— SOURCE PASSAGE —
__________

Written by Joelle Bourjoy, Alexandre Franchi
Directed by Alexandre Franchi
Overweight Vanessa heads up a group therapy session for people with extreme and visual facial/medical scars – the kind that, sadly, make too many people stop and stare. Among them is Augustine, his hood up, face contorted behind bandages pulled taut across his face. Everyone is worried about leaving their comfort zone. Every day tasks like walking into a bar and ordering a round of drinks are mountains to climb for these unfortunate people, but not Augustine. He simply says he doesn’t want to be bad. Soon after you learn Augustine is really Stan, an avid Dungeons and Dragons fan, and there’s nothing wrong him, physically speaking. However, mentally, he’s worried about looking after his cancer-suffering mother, whose face will be disfigured when her tumours are removed. Effectively, he’s using the group as a proxy to prepare himself for being with his disfigured mother. His insensitive ruse doesn’t go unnoticed for very long. Stan begs for forgiveness, promising to help them deal with their societal issues head on.

__________

— INFORMATION SUPPLIED —
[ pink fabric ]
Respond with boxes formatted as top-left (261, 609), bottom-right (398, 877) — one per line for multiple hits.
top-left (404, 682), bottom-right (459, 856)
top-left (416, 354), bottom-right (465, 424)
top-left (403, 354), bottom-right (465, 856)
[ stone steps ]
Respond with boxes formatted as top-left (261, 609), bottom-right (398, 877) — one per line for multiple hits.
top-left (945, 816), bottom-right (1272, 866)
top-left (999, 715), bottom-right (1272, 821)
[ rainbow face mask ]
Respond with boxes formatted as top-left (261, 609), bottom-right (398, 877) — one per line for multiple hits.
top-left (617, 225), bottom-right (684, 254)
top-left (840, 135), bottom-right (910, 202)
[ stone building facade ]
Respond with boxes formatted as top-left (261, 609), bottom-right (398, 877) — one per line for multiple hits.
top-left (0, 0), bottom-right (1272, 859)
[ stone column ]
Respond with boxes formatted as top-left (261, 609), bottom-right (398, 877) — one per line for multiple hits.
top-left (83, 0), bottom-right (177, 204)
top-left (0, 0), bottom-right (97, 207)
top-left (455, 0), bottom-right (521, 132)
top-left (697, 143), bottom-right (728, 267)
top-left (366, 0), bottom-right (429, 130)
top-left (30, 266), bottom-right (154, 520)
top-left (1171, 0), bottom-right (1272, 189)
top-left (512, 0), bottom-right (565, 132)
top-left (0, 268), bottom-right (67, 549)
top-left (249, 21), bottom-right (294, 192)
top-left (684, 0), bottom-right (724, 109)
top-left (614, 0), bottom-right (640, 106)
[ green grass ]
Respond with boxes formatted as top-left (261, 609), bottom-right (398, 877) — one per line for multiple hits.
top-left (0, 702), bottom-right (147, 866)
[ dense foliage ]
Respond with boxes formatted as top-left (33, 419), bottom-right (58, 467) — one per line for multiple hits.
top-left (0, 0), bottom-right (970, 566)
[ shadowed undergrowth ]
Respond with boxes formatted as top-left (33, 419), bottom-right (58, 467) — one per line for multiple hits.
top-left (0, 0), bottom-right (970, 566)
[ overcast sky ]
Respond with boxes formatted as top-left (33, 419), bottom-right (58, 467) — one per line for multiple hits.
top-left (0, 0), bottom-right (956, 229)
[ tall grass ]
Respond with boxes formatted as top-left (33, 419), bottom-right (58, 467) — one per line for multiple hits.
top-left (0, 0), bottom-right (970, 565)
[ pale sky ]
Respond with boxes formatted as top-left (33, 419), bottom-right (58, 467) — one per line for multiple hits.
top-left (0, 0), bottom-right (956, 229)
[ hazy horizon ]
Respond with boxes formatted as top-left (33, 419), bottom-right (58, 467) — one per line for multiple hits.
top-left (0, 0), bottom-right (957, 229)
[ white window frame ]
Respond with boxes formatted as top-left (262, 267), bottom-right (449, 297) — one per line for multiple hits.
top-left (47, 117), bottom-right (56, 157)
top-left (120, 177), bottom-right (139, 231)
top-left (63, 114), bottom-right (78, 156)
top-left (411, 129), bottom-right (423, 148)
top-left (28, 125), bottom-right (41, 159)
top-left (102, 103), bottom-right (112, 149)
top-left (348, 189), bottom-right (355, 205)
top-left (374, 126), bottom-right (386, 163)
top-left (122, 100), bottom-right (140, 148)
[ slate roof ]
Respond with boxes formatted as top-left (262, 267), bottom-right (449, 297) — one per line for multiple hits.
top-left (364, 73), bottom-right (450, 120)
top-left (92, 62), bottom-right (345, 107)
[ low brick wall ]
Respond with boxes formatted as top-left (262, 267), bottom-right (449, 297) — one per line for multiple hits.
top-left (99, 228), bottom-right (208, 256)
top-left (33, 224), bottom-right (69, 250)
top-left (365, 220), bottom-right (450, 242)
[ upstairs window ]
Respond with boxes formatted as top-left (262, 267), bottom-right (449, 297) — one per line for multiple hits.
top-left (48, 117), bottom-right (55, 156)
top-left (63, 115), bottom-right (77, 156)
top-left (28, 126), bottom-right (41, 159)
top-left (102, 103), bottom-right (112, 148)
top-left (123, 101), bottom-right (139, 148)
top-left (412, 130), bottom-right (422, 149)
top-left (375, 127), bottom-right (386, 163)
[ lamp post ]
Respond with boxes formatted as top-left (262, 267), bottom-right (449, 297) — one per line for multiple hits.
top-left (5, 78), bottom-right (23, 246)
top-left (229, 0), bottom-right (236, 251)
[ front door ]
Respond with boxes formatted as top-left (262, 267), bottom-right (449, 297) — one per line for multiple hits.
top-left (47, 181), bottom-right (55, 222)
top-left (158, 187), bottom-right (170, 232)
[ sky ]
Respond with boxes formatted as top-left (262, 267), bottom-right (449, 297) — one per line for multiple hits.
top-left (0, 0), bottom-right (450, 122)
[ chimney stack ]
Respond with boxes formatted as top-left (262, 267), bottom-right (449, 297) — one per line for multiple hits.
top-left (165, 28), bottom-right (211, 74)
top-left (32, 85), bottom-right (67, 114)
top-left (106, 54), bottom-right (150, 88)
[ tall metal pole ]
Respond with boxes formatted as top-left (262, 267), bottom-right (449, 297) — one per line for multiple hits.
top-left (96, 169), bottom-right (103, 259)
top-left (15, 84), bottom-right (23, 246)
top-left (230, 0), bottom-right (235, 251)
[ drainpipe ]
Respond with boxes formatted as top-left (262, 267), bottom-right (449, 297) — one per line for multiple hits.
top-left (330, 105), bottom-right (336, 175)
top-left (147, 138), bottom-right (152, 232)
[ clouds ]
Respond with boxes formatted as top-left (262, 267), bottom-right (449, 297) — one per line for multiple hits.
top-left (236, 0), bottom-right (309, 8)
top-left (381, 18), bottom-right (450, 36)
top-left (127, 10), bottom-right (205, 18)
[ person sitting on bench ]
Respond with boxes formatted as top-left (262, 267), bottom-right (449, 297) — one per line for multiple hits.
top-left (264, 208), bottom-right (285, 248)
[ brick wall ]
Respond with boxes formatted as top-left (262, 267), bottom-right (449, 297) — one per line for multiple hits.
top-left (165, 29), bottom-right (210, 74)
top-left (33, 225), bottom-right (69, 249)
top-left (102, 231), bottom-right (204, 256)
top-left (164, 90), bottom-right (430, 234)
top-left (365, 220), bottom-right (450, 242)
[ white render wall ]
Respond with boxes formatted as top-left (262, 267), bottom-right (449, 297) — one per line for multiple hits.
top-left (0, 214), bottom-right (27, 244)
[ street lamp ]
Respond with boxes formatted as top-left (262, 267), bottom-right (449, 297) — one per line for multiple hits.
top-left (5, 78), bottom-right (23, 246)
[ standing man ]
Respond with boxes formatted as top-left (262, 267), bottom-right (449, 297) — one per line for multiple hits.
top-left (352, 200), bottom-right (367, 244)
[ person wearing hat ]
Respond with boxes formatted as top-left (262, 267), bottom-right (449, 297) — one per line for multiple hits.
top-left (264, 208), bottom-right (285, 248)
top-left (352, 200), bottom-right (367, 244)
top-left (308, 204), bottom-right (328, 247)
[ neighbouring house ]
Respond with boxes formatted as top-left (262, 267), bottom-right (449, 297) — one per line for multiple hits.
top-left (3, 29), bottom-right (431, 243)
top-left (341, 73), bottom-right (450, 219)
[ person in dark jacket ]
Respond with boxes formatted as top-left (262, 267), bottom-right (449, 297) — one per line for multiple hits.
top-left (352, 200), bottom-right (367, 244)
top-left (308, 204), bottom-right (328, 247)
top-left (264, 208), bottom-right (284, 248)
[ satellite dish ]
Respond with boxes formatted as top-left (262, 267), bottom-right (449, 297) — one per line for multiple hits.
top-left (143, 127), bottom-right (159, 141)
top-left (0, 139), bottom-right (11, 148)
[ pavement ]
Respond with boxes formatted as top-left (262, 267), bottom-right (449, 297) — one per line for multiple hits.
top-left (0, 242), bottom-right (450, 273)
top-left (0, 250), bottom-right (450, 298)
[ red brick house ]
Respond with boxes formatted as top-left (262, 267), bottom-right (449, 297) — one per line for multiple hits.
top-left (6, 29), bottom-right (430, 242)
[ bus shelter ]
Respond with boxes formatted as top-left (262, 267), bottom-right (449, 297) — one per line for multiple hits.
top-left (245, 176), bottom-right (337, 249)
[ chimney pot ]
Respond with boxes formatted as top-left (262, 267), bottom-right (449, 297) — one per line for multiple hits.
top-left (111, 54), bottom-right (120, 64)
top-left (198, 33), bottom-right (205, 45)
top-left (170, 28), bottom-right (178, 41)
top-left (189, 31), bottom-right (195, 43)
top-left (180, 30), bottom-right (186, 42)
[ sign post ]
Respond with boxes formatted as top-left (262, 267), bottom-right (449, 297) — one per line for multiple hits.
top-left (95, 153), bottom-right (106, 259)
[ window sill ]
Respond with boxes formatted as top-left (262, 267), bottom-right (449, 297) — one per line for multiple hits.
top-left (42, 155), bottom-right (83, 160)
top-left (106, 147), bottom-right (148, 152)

__________

— AIM OF THE TASK —
Carry the film synopsis about Stan and the therapy group forward from its last sentence. The records have nothing to do with this.

— OUTPUT FOR THIS EXERCISE —
Director Alexandre Franchi carefully switches between the safety of the group and the lonely vulnerability each character experiences once they are home alone and left to their own devices. It’s deeply moving to see people trying to build up some self-esteem surrounded by their supportive group, only to see them wither to almost caricatures of what they keep promising not to be. The helplessness of being able to do nothing about the cruel world out there, but also discovering the power of being there for someone who needs you is a hopeful message that comes loud and clear from HAPPY FACE. Franchi also deftly shows the unwanted anxiety of people terrified of what others think because like the disapproval or mockery of ‘normal’ people they fear, they’re as conditioned by what society has deemed as acceptable, aesthetic standards - and part of their masochistic struggle appears to be how their inability to be ‘normal’ has convinced them they are not good enough and they’ll never fit in. In one outburst, severe burns victim and former cop Jocko lashes out and says: “I’m not a freak. I wasn’t born this way. I’m not like you.” A sad reflection on a broken society that all too often tolerates punching down as a kneejerk, defence mechanism. Kill or be killed is a dangerous metaphor to build a world on, but too many people at the top perpetuate this myth. It’s distressing how fear and anger can so easily turn into hate.
Stan, drawing on the life lessons he’s gained playing D&D and the book The Ingenious Gentleman Don Quixote of La Mancha, helps the group of misfits to develop coping strategies to shift the shame onto those who might stare and heckle. A wonderful sequence in the public swimming pool puts all the humiliation aimed at Vanessa on the group bullies shouting abuse. It’s only a small victory, but a huge step forward for the erratic, insecure leader of the group.
Somewhat liberated by these bursts of self-esteem, the group turn the table on Stan. Like everyone else put in the spotlight, he reveals he’s just as easily tempted to follow the path of least resistance, even when it results in self-inflicted emotional turmoil and guilt over doing nothing.
However, there’s a bittersweet irony when some of the group learn their physical problems aren’t the sole reason for their dissatisfying lives. Finding out the person inside is to blame and not their outward appearance is a huge shock for the characters and audience alike.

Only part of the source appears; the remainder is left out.